───── RECORDS SUPPLIED ─────

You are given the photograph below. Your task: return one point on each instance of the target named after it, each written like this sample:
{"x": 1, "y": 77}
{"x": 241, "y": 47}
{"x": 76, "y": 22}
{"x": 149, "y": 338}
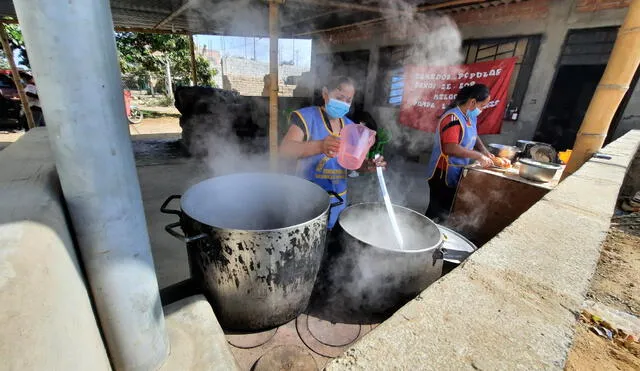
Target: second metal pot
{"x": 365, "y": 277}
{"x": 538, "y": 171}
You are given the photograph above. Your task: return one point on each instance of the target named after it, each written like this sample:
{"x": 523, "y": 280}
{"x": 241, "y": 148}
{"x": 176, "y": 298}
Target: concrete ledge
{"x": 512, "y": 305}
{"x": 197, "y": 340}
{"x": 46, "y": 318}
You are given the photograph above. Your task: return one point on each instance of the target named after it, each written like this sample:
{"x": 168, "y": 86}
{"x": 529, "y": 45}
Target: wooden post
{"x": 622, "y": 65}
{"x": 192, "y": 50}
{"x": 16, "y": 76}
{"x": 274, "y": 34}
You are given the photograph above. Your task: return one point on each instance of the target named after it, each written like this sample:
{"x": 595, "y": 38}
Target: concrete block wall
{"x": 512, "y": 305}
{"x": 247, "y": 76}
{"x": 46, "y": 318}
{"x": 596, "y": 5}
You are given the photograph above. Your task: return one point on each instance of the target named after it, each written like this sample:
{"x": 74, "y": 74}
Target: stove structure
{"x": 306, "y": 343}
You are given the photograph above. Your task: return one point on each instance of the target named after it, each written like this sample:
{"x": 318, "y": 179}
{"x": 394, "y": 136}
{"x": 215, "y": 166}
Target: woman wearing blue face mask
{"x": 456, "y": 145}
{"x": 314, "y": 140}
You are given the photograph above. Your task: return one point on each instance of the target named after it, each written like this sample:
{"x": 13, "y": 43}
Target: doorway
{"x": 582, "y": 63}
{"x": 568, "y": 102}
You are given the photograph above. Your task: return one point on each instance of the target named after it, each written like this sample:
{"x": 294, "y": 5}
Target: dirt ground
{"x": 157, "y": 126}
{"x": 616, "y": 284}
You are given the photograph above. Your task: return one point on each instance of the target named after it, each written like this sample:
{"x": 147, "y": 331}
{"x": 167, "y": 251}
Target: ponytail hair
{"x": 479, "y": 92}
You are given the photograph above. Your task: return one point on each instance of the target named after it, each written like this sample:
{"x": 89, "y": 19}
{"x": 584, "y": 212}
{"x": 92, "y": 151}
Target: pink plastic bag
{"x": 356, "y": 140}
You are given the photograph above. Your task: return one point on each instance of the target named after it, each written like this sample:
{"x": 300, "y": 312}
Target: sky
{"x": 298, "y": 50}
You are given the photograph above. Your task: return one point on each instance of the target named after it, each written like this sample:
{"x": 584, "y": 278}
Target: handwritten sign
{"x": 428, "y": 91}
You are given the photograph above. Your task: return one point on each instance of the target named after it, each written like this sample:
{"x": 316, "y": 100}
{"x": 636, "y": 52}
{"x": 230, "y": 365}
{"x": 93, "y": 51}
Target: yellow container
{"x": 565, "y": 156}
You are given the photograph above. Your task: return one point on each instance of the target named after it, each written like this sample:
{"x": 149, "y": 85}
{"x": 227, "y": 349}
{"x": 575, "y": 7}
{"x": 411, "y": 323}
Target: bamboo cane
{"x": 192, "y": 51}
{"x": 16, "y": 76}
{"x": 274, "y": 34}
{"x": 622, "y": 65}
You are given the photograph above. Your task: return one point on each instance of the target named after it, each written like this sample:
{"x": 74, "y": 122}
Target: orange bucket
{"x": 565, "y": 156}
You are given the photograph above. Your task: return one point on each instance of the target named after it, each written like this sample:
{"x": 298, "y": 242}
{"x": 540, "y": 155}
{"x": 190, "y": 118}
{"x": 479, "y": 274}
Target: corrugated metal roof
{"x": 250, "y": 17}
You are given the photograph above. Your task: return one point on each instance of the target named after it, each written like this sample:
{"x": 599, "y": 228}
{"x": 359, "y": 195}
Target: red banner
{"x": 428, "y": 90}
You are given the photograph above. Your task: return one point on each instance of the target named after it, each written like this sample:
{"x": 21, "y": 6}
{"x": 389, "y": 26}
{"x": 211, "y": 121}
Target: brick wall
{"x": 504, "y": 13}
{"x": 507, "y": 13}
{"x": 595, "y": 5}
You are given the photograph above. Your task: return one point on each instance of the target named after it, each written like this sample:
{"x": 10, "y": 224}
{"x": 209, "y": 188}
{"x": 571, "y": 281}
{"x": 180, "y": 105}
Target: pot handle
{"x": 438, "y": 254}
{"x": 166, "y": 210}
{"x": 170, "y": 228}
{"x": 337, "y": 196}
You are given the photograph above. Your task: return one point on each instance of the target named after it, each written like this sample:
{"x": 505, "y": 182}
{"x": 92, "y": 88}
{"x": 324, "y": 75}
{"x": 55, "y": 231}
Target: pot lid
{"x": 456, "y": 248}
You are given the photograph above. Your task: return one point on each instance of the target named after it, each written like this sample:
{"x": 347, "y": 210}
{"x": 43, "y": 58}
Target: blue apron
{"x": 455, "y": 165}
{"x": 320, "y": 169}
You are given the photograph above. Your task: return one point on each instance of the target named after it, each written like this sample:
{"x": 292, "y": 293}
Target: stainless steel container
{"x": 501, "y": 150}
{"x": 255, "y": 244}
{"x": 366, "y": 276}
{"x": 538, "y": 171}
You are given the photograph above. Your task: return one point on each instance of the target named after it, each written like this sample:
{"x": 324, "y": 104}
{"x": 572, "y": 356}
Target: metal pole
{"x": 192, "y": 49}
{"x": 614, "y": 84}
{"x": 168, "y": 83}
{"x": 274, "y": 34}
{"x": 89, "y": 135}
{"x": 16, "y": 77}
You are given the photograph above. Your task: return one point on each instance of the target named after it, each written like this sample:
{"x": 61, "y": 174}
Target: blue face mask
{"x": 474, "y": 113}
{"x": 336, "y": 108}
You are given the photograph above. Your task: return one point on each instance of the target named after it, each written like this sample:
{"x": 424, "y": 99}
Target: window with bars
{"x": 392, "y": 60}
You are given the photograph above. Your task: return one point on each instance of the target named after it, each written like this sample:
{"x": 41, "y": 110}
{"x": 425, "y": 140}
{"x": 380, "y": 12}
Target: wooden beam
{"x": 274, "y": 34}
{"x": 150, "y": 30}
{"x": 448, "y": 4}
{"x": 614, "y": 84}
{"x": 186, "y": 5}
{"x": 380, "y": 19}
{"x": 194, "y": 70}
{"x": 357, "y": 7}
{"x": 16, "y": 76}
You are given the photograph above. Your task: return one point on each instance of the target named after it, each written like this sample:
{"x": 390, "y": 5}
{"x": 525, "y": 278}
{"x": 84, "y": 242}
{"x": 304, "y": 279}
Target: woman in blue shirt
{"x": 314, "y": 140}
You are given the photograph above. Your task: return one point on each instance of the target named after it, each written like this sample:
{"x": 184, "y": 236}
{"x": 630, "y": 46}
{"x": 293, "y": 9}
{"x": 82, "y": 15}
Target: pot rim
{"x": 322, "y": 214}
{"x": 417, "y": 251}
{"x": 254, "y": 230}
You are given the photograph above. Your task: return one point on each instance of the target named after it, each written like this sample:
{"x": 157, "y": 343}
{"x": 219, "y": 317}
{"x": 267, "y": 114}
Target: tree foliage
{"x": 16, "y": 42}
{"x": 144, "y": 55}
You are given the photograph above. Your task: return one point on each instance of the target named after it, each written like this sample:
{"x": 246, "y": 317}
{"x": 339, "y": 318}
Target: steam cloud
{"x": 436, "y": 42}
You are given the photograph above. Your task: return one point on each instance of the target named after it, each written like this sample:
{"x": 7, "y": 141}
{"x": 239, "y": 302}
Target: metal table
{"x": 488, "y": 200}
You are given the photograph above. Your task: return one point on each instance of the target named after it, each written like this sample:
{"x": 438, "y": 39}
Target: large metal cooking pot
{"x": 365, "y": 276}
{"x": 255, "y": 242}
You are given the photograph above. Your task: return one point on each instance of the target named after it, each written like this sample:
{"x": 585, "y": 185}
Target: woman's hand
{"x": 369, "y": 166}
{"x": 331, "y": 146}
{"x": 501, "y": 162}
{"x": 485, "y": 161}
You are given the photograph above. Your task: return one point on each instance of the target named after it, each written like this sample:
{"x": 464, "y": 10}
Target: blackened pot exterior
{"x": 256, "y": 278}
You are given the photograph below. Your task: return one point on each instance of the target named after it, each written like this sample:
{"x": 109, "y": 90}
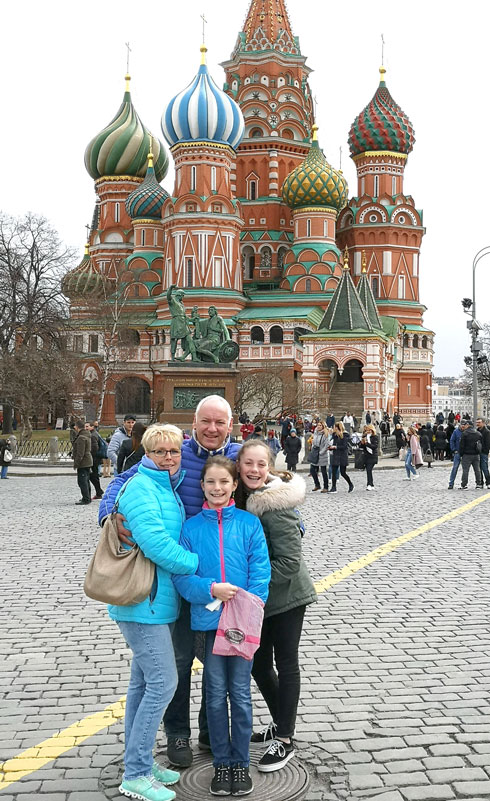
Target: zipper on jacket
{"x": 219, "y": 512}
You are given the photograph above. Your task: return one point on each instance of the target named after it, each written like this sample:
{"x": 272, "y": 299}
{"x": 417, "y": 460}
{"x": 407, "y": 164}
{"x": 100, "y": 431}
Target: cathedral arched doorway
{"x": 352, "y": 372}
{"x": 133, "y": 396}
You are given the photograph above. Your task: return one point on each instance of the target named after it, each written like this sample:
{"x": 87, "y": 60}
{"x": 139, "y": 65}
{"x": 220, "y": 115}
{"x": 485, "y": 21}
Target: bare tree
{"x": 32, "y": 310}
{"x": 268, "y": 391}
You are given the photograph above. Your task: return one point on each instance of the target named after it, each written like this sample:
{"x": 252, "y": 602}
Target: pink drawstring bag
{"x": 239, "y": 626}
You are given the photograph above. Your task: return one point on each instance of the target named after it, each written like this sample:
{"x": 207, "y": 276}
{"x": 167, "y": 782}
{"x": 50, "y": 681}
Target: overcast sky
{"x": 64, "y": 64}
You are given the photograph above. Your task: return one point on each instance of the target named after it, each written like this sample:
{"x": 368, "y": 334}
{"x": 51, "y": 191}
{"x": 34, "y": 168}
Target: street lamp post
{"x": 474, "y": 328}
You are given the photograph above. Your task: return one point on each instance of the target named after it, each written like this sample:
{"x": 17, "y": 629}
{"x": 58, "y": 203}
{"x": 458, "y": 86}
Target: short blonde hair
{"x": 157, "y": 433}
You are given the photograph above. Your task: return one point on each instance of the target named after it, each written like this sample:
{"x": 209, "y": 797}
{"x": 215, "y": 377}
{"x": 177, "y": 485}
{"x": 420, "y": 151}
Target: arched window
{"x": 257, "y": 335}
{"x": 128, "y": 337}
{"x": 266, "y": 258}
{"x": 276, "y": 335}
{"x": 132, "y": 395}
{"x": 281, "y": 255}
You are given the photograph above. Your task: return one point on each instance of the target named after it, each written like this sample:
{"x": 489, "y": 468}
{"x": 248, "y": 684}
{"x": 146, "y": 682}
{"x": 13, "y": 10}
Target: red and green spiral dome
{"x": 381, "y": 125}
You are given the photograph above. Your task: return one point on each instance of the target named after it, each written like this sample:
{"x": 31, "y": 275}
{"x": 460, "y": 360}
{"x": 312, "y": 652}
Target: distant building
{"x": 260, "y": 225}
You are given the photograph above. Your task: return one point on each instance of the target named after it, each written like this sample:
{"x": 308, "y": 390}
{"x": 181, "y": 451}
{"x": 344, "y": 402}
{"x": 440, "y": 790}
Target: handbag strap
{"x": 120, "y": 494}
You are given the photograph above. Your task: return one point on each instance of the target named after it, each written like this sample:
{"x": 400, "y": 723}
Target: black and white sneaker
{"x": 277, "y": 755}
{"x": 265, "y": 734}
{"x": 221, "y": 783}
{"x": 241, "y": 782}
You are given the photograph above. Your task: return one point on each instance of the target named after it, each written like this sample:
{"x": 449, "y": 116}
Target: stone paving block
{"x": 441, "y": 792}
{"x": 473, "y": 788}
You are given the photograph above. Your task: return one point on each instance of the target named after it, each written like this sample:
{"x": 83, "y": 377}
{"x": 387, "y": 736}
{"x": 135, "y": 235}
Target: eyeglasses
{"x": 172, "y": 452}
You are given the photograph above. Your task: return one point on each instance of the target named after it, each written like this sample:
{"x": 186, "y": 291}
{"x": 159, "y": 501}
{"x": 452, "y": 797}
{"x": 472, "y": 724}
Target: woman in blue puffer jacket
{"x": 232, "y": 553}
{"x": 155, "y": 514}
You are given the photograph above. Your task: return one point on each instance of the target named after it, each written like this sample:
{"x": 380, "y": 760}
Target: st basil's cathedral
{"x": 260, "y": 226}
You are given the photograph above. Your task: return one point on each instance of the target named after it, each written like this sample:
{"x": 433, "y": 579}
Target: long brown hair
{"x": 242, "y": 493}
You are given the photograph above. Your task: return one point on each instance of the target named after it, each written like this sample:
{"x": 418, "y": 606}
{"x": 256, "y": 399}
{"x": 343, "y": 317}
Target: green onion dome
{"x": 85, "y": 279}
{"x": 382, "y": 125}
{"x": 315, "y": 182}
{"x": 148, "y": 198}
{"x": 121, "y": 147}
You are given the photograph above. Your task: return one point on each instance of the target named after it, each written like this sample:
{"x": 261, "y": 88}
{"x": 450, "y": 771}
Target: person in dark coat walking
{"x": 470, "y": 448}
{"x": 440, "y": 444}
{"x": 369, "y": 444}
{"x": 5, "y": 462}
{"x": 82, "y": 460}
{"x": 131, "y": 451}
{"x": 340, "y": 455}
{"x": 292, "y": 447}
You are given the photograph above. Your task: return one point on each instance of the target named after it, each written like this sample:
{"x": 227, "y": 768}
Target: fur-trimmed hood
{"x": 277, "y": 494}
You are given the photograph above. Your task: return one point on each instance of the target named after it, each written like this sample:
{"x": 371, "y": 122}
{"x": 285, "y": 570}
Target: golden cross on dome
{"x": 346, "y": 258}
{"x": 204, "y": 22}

─────

Report every line in the records above that contains the word "blue", copying each such line in full. Case counts.

Target: woman wearing blue face mask
Target: blue apron
Target: blue face mask
Target: woman in blue shirt
Target: woman in blue puffer jacket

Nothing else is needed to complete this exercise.